TO DO >> Reproduce all entries precisely as they are written.

(Beginning of DATA FOR THE TASK)

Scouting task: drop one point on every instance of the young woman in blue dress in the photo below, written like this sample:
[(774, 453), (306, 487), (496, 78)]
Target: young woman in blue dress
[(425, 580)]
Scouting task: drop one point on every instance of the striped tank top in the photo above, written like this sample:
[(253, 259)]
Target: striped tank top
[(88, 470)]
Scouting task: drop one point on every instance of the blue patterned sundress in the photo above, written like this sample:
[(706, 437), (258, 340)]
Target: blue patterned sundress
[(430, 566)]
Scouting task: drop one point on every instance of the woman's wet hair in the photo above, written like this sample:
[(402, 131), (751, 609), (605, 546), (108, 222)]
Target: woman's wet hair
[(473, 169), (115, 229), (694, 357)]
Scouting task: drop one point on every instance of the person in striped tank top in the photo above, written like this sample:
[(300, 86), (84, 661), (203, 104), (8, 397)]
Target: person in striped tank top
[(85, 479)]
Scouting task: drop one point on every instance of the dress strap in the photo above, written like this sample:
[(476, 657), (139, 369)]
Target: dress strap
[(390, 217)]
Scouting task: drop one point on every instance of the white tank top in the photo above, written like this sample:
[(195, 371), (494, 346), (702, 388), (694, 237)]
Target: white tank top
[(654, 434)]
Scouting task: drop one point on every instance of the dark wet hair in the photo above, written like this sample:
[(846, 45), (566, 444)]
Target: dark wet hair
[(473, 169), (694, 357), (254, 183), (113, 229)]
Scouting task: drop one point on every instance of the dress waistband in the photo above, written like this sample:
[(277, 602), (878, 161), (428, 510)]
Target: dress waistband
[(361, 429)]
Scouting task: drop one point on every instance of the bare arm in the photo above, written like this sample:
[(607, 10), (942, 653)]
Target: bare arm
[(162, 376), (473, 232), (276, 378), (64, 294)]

(End of DATA FOR THE TASK)

RESPONSE TO THE TASK >>
Scouting task: drop one point on every instance of the young woman in blue dress in the photo below, written like this sample:
[(774, 453), (306, 487), (496, 78)]
Target: young woman in blue dress
[(425, 580)]
Scouting task: drop one point on every instance of the striped tank top in the photo above, written like this sample:
[(253, 259)]
Target: striped tank top
[(88, 470)]
Scouting task: drop one point on every instance of the blue patterned sundress in the photo above, written like this sample:
[(706, 437), (258, 340)]
Target: blue patterned sundress
[(430, 566)]
Scouting task: drop one point on every instance of the woman's wet hair in the photo above, written like this sample:
[(402, 131), (751, 609), (605, 546), (108, 222)]
Target: woman's wet hair
[(473, 169), (115, 229), (694, 357)]
Scouting task: drop one point on every instance of the person in striped tank top in the photo above, written like this sample:
[(300, 86), (84, 661), (203, 104), (8, 397)]
Target: person in striped tank top
[(85, 479)]
Scouting task: drop one point on every instance of the dress strap in the photo above, written like this sample:
[(476, 657), (139, 369)]
Target: dress strap
[(390, 217)]
Scouting task: drop one point on every instance of the white tank top in the photo above, written like this sample:
[(195, 371), (494, 346), (702, 388), (694, 237)]
Target: white tank top
[(654, 434)]
Scouting task: drop one point on every instance of the dark wet hair in the photo above, written like this sample:
[(846, 45), (566, 444)]
Target: dark wet hair
[(473, 169), (694, 357), (254, 183), (113, 229)]
Scouting task: drop one point on every instance of the dress waistband in the photo above, written like this sample:
[(277, 602), (878, 161), (428, 510)]
Target: dress waistband
[(361, 429)]
Scouting task: drop one point on every instance of the bare arm in the photo above, written like this sample:
[(607, 10), (942, 653)]
Target: bare arm
[(162, 376), (473, 232), (276, 378), (64, 294)]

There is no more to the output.